Task to complete
Copy every line of the listing exactly.

Input
<<<<

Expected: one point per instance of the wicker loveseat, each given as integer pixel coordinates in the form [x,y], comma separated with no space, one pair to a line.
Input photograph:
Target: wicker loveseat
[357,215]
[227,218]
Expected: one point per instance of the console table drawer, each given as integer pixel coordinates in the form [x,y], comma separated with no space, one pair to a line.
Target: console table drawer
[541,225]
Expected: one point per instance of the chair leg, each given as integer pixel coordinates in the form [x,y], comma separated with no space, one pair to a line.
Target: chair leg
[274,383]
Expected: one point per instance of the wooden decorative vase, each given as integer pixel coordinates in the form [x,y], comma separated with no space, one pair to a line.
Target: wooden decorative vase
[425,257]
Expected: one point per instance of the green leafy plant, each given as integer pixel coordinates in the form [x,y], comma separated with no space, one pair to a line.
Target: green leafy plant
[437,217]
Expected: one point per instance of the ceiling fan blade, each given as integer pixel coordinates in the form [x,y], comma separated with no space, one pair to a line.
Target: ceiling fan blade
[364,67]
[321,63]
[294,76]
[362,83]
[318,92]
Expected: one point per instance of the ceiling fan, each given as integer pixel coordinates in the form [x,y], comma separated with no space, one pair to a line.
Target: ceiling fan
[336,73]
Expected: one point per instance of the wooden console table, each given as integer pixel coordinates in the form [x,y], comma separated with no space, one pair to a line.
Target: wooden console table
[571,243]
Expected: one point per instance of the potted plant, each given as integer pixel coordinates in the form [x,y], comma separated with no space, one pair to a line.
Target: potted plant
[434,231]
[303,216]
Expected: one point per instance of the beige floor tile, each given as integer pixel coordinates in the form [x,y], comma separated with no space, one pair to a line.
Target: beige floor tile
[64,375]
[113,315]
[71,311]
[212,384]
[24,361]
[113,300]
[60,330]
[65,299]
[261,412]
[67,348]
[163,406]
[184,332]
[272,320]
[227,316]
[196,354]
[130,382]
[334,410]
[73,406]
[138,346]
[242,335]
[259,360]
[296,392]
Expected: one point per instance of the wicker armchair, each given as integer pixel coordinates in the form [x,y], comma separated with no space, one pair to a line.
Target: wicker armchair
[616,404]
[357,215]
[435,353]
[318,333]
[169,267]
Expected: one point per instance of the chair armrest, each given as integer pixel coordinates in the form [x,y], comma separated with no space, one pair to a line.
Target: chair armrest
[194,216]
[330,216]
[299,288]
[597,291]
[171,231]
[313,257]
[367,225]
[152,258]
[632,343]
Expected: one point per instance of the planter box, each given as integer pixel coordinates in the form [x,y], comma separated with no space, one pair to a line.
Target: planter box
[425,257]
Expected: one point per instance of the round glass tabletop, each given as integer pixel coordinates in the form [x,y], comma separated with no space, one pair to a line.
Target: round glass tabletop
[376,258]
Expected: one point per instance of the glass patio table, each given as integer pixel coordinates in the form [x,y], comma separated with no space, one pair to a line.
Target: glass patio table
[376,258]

>>>>

Task response
Expected: one point per instance of the wicker loveseat, each given as integer pixel coordinates in the form [x,y], comma separated with no space, one pair to a line.
Input photograph:
Target: wicker loveseat
[357,215]
[227,218]
Expected: one point per instance of the console table drawer, each given as integer pixel coordinates in the form [x,y], comma separated with no space, one pair to a line.
Target: console table drawer
[541,225]
Expected: one point per instance of the chair leg, each given as integer pixel coordinates in the form [x,y], comma separated with no space, one pair to a line.
Target: chair leg
[274,383]
Expected: one point per instance of the wooden decorative vase, each given as integer pixel coordinates in the form [x,y], comma separated with no space, one pair to a line.
Target: wooden decorative vase
[425,257]
Expected: one point per instance of the green leafy plant, each given as integer pixel coordinates in the form [x,y], comma separated with no space, one pair to a line.
Target: green leafy plant
[437,217]
Expected: one point per instance of the ceiling fan blade, each given as integer pixel coordinates in the form [x,y], comma separated with no space, one pair to a line.
Target: ceiling fan blade
[364,67]
[321,63]
[294,76]
[362,83]
[318,92]
Expected: one point per instance of the ceiling fan, each given as integer pixel coordinates in the form [x,y], comma separated with no space, one pair to a line.
Target: ceiling fan
[336,73]
Expected: one point per instance of the wooden console table, each given as integer pixel coordinates in the form [x,y], comma separated with no space, one pair to a line.
Target: wooden console table
[571,243]
Expected: one point per instance of the potted plant, each given as integer pixel coordinates in the form [x,y], comma separated with no space, one pair to a line.
Target: potted plant
[434,231]
[303,216]
Expected: one point per instance of the beige floor tile, each given as integer pixel coordinates in the form [x,y], comma separated with no space, one pair to a line.
Target: beige floor tile
[64,375]
[113,315]
[71,311]
[212,384]
[24,361]
[113,300]
[60,330]
[65,299]
[261,412]
[67,348]
[163,406]
[184,332]
[272,320]
[227,316]
[196,354]
[130,382]
[334,410]
[73,406]
[138,346]
[242,335]
[259,360]
[296,392]
Expected: one point per instance of the wicker armchair, each given as integer pixel coordinates in the form [x,y], comma separated with no space, one pair to a line.
Target: wicker armchair
[616,404]
[357,215]
[435,353]
[318,333]
[169,267]
Expected: one point per instance of the chair armrest, each given as integer pixel coordinates in the form [x,y], comma separated with no space, one pair to a line.
Target: chair armrest
[194,216]
[330,216]
[299,288]
[597,291]
[171,231]
[313,257]
[367,225]
[152,258]
[632,343]
Expected: one point per instance of the planter box, each given as integer pixel coordinates in the form [x,y], comma separated with no space, one pair to a line.
Target: planter box
[425,257]
Expected: one point per instance of the round glass tabletop, each given as integer pixel coordinates in the form [x,y], comma separated with no space, one pair to a line.
Target: round glass tabletop
[376,258]
Expected: one point per instance of the glass patio table, each given as integer pixel coordinates in the form [x,y], comma separated with no space, one pair to a line.
Target: glass patio table
[376,258]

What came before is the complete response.